■ TEXT EXCERPT
* * *
Integrated process facility design The design of biopharmaceutical cleanrooms is different from that for primary or secondary pharmaceuticals. Layout in primary facilities is process/piping engineer led, secondary is pharmaceutical engineer/ architect led. Biopharmaceuticals need equal input from process/pharmaceutical engineers, and architect to achieve the best solution. The process design methodology for a biopharmaceutical facility is complicated and has more similarity with primary pharmaceutical facility design than that of secondary facilities. This involves integrating the people and materials flows with the process, the correct room adjacencies to suit both GMP and the most efficient process layout.

Facility requirements for biomanufacturing Methodology for biopharm facility design The facility design methodology involves developing functional adjacency diagrams to suit the User Requirement Specification and process flow diagrams. Then integrating the equipment layouts, defining key working footprint areas and minimum heights, so that the room layouts can be completed. This is further developed/refined with a review of the materials, people flows, air pressure regimes and air flows.
* * *
[Records taken from a dataset]
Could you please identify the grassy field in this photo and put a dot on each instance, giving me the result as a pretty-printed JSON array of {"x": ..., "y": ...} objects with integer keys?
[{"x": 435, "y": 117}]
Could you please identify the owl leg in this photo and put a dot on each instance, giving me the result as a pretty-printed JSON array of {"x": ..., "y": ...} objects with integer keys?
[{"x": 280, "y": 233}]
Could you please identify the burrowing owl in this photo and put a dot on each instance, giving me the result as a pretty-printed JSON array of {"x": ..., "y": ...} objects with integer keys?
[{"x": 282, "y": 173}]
* * *
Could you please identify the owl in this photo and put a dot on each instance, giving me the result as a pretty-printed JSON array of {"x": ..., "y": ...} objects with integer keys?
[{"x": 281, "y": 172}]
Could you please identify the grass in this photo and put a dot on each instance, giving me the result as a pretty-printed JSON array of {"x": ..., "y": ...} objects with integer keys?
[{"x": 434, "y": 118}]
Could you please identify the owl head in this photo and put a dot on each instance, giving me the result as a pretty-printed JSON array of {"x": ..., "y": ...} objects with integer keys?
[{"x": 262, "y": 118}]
* * *
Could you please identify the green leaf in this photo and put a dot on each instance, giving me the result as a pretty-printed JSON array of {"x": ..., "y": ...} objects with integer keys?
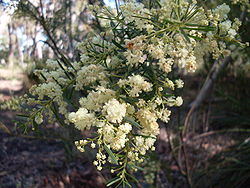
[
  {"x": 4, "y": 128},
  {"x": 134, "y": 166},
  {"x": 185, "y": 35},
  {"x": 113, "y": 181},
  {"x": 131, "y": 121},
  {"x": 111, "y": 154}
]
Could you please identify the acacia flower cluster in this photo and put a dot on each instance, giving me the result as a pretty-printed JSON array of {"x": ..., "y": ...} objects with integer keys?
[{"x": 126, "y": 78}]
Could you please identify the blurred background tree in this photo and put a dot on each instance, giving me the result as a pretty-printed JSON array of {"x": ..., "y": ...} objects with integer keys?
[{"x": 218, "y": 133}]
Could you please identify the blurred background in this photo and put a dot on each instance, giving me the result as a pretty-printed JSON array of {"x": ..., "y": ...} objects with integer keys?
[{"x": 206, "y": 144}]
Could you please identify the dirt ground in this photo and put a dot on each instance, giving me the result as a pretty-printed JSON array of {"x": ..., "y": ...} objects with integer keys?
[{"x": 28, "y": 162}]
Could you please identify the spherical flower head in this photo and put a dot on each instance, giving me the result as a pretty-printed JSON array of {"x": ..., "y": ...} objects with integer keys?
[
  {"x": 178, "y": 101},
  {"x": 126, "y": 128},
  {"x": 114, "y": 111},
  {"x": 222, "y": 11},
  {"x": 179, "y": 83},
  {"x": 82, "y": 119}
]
* * *
■ EXERCISE GOAL
From the text on biopharmaceutical facility design, write out again the part that opens with the words "Integrated process facility" and closes with "efficient process layout.", swapping "architect" for "designer" each time it appears.

■ SOLUTION
Integrated process facility design The design of biopharmaceutical cleanrooms is different from that for primary or secondary pharmaceuticals. Layout in primary facilities is process/piping engineer led, secondary is pharmaceutical engineer/ designer led. Biopharmaceuticals need equal input from process/pharmaceutical engineers, and designer to achieve the best solution. The process design methodology for a biopharmaceutical facility is complicated and has more similarity with primary pharmaceutical facility design than that of secondary facilities. This involves integrating the people and materials flows with the process, the correct room adjacencies to suit both GMP and the most efficient process layout.